Would you retype every record below exactly as written?

[Start of section]

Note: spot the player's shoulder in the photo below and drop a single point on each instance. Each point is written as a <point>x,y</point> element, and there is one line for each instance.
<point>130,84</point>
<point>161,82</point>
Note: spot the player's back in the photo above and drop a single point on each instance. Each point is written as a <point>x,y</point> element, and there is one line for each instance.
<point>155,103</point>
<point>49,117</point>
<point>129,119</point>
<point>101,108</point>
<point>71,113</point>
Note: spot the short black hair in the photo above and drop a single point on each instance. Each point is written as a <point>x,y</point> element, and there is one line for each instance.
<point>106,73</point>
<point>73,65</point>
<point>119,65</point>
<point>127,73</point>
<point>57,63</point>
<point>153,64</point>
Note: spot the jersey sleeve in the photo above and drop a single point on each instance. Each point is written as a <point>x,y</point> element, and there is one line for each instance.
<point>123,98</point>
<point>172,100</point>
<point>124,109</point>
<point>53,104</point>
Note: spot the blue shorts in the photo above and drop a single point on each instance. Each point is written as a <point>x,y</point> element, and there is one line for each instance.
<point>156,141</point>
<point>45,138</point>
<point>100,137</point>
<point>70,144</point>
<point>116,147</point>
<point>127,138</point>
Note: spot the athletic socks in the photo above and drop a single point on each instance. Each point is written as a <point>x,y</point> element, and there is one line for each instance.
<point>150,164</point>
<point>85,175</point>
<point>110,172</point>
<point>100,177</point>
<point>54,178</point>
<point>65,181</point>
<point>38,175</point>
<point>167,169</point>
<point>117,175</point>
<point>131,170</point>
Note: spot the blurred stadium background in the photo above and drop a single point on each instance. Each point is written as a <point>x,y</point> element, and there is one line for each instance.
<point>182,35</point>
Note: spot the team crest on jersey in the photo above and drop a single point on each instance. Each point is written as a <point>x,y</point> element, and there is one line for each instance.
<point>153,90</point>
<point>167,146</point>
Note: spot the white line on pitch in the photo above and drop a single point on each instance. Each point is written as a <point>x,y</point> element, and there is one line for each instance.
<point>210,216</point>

[End of section]

**SOLUTION FOR THIS EXERCISE**
Note: spot the player's shoulder in the photo below and drop a single point on each instance. Each point is written as a <point>x,y</point> element, and there is one line for each instance.
<point>130,84</point>
<point>161,82</point>
Note: spot the player's back in the photo above and drop a single point on each instance. Each point is written as a <point>x,y</point> element, and there is one line for each instance.
<point>155,103</point>
<point>49,117</point>
<point>129,119</point>
<point>101,108</point>
<point>71,113</point>
Note: spot the short black hair in the photo above and drop a single point on each instance. Each point is written as a <point>x,y</point> element, and there is one line for each instance.
<point>106,73</point>
<point>73,65</point>
<point>119,65</point>
<point>127,73</point>
<point>57,63</point>
<point>153,64</point>
Note: spot the jersey sleeve in the photo above and drop a single point on each instance. Each point is written as a <point>x,y</point> element, and there is one line for each instance.
<point>123,98</point>
<point>172,100</point>
<point>124,109</point>
<point>53,104</point>
Note: spot the blue shorts in the photo above and drop a single point on each instance. Each point is written as a <point>x,y</point> element, and there is one line for each instance.
<point>156,141</point>
<point>45,138</point>
<point>100,137</point>
<point>70,144</point>
<point>116,147</point>
<point>127,138</point>
Note: spot the athletic socks in the photo above and drop a single point on each instance. Each point is written as a <point>x,y</point> element, and there is one line for each instance.
<point>150,164</point>
<point>85,175</point>
<point>110,172</point>
<point>100,177</point>
<point>54,178</point>
<point>65,181</point>
<point>38,175</point>
<point>167,169</point>
<point>117,175</point>
<point>131,170</point>
Note: spot the blurred stadium background in the photo above and drop a single point on each instance. Each point is written as a <point>x,y</point> element, and there is one line for each instance.
<point>182,35</point>
Note: spot the team crest on jersey in the photo above and drop a single point on each instance. Each point is written as a <point>x,y</point> element, and there is one line for each instance.
<point>153,90</point>
<point>167,146</point>
Note: spot the white line on pitch in the photo above and drop a single point on each instance. Each point is written as a <point>x,y</point> element, and there is one line for each instance.
<point>210,216</point>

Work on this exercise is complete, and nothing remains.